## Passage
>>>

Initially, the appellant's claim was that he was providing a single VAT-exempt supply of services, the supply of the hearing aid being incidental to the patient's need for better hearing. He claimed that the hearing aids were supplied at or below cost and the balance of the fee charged to the patient represented his dispensing services. The motive for that approach was to undercut his competitors and offer a better, more comprehensive service which sometimes extended to months and even longer than a year in some cases in order to ensure his patient received the best possible solution to the hearing loss. When Customs' enquiries started, he changed his method of invoicing, showing the cost price of the hearing aid (plus VAT) separate from his dispensing services (without VAT) but still challenged the amount of the assessment.

The appellant claimed that his supplies to hospital patients should be regarded as fully VAT exempt since these supplies were made in hospitals and was covered by Note 4 of Group 7 of Schedule 9 to the VAT Act 1994. It was shown that a contract existed between Mr Rowe and the hospitals which described the terms and conditions under which the patients should be treated and also specified the charges that would be made. Evidence was produced to show that in many cases the overall price charged in the hospital cases represented a below-cost charge for the hearing aid which, together with a dispensing fee, met the cost limit imposed by the hospital.

In other cases, supplies from his retail outlet were similarly discounted in order to undercut his competitors. However, upon being questioned about his pricing structure, the appellant was unable to demonstrate a hard and fast rule that he applied to the valuation of his own dispensing charge, preferring to operate on a method of gauging what the patient would consider to be good value.

The tribunal concluded that the United Kingdom legislation was imprecise in its description of supplies in hospitals when compared with the EC VAT Directive. This led the tribunal to the conclusion that an individual practitioner's supplies of hearing aids in such cases could not be VAT exempt on two grounds. Firstly it was clear from the contract that the supplies were made to the patient and not the hospital, and secondly the practitioner would be making a profit which is one of the specific exclusions from VAT exemption. The view that was reached on this point was that two separate supplies were made and only the dispensing service was VAT exempt.

<<<

## Work task
Condense the paragraph of the passage that begins "The tribunal concluded" into a short list of its main points. The data after the passage is separate material.

## Information given
>>>

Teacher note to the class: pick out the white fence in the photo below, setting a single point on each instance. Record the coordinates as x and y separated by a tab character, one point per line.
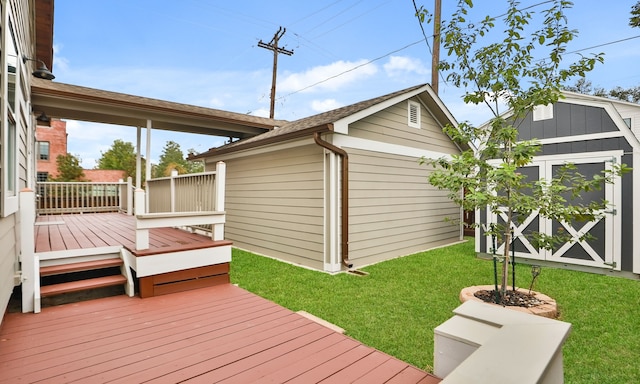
83	197
194	192
192	200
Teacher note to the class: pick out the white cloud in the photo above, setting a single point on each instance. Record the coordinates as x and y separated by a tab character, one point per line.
402	65
325	105
330	77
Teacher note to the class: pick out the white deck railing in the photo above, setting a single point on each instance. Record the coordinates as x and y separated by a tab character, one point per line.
83	197
194	192
193	200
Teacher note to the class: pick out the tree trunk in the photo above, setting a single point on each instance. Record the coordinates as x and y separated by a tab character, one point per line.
505	265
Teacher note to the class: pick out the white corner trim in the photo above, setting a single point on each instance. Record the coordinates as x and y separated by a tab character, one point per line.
392	149
636	210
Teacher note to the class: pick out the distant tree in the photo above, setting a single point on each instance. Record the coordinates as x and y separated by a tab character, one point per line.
121	156
585	87
194	166
634	20
173	158
631	94
69	168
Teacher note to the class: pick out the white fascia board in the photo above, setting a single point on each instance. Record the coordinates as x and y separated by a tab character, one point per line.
261	150
342	125
612	112
393	149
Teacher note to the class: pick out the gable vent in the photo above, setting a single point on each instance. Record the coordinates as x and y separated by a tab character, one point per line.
414	114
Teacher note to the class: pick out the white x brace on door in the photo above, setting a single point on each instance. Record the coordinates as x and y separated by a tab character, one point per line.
604	251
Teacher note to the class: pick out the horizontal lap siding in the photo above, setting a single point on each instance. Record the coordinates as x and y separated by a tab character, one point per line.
393	209
390	126
274	204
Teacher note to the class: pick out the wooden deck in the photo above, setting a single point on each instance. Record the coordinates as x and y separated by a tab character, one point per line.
98	230
215	334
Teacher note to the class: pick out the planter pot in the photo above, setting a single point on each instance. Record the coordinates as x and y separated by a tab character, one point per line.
548	309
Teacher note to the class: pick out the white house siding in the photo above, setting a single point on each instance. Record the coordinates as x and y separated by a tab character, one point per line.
390	126
393	209
274	204
20	14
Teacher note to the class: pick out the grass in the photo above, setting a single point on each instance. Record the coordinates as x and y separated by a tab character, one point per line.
396	307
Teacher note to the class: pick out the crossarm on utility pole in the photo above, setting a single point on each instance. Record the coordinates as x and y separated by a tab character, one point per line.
273	46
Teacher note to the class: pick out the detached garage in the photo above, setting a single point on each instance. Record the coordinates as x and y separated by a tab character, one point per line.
344	188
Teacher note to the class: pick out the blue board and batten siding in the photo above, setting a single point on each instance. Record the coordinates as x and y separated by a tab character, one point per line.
583	131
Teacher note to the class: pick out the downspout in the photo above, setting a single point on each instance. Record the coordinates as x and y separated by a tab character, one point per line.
344	204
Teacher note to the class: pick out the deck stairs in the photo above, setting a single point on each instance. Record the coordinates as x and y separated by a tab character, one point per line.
81	273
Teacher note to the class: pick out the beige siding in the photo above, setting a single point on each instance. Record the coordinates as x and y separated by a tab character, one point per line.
391	126
275	203
393	210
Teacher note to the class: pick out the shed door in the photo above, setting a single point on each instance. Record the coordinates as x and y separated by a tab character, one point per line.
603	251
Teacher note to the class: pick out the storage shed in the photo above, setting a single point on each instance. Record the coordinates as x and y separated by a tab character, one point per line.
344	188
593	133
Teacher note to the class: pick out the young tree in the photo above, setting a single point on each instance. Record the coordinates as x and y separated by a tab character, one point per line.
506	72
173	158
69	168
121	156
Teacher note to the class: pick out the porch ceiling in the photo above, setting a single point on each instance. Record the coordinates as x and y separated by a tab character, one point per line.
74	102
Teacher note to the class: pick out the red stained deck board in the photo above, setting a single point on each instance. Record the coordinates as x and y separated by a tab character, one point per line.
219	351
283	361
221	332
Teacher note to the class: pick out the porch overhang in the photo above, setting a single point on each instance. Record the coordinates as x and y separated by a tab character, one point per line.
74	102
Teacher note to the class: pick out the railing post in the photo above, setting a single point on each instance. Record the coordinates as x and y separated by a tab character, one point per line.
217	232
129	196
142	235
174	174
27	249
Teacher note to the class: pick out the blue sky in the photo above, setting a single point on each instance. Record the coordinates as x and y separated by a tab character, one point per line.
206	53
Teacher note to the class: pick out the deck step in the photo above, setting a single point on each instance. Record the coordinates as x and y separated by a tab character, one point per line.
82	285
80	267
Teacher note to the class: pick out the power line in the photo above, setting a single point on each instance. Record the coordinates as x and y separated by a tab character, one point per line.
604	44
273	46
351	69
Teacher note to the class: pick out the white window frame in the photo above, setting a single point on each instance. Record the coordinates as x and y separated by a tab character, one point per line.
543	112
39	154
414	123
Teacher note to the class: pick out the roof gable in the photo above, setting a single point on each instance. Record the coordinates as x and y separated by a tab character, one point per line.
337	120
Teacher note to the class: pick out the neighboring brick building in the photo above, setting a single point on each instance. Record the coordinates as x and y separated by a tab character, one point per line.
51	142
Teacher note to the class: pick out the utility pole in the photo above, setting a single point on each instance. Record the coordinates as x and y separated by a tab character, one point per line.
435	58
273	46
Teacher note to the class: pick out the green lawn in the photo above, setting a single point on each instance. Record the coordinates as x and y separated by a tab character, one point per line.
396	307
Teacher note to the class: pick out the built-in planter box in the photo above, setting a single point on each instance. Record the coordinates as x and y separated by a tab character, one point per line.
487	344
174	269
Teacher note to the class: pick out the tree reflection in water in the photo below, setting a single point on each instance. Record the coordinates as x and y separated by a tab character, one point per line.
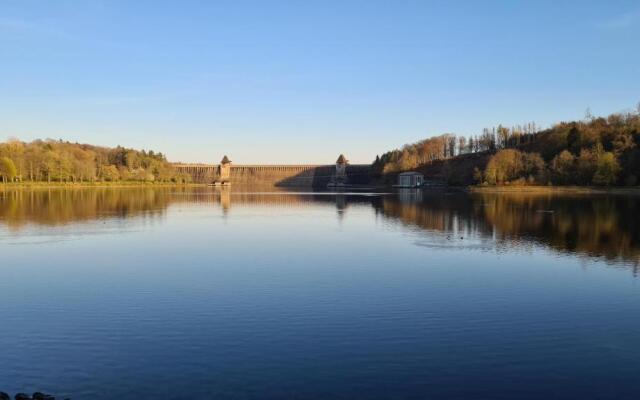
594	226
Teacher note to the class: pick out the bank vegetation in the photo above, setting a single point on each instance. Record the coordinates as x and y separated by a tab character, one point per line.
59	162
603	151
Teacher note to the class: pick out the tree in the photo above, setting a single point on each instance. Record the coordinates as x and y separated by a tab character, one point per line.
7	169
607	170
562	167
110	173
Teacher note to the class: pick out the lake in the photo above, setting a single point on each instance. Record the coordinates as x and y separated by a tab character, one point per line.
203	293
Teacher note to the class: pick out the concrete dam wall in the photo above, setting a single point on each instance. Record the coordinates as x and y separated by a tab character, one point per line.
276	175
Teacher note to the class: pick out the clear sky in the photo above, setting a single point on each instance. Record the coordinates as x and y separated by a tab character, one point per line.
302	81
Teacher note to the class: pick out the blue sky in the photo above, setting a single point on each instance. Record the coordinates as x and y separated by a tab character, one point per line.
302	81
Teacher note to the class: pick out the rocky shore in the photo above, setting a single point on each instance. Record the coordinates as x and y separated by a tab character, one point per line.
24	396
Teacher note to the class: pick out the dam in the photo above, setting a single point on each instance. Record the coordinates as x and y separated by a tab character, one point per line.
288	175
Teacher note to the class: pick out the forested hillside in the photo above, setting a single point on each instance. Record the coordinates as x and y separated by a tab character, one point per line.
594	151
58	161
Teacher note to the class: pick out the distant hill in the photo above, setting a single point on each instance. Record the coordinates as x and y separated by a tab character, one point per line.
594	151
58	161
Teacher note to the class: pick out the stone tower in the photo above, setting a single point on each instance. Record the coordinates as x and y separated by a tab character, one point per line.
341	169
225	170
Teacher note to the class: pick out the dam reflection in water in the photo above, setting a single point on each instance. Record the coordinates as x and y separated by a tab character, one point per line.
206	293
595	226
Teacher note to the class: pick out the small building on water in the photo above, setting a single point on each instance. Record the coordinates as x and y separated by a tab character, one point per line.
410	179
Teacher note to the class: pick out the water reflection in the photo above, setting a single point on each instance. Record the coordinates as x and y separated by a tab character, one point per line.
601	226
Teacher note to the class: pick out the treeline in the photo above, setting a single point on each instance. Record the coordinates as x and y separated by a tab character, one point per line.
594	151
58	161
450	145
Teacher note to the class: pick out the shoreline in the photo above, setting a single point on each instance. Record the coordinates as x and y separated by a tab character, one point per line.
71	185
634	190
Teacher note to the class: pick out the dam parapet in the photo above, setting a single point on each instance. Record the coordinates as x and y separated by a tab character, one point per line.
291	175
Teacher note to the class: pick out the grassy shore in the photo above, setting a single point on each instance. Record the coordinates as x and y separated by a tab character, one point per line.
93	184
634	190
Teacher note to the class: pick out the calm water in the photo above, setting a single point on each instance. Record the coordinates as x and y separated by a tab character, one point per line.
201	294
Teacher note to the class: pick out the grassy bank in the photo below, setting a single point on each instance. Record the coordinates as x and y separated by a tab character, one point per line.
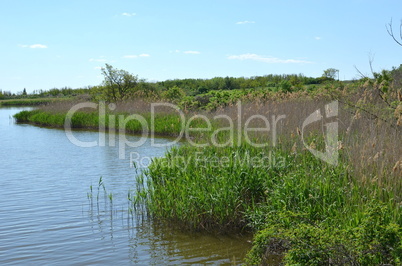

<<<

## Written answer
- The UK law describes supplies in hospitals less precisely than the EC VAT Directive.
- So an individual practitioner's supplies of hearing aids in hospital cases cannot be VAT exempt, for two reasons:
  - The contract shows the supplies were made to the patient, not the hospital.
  - The practitioner makes a profit, which is a specific exclusion from VAT exemption.
- Two separate supplies were made, and only the dispensing service is VAT exempt.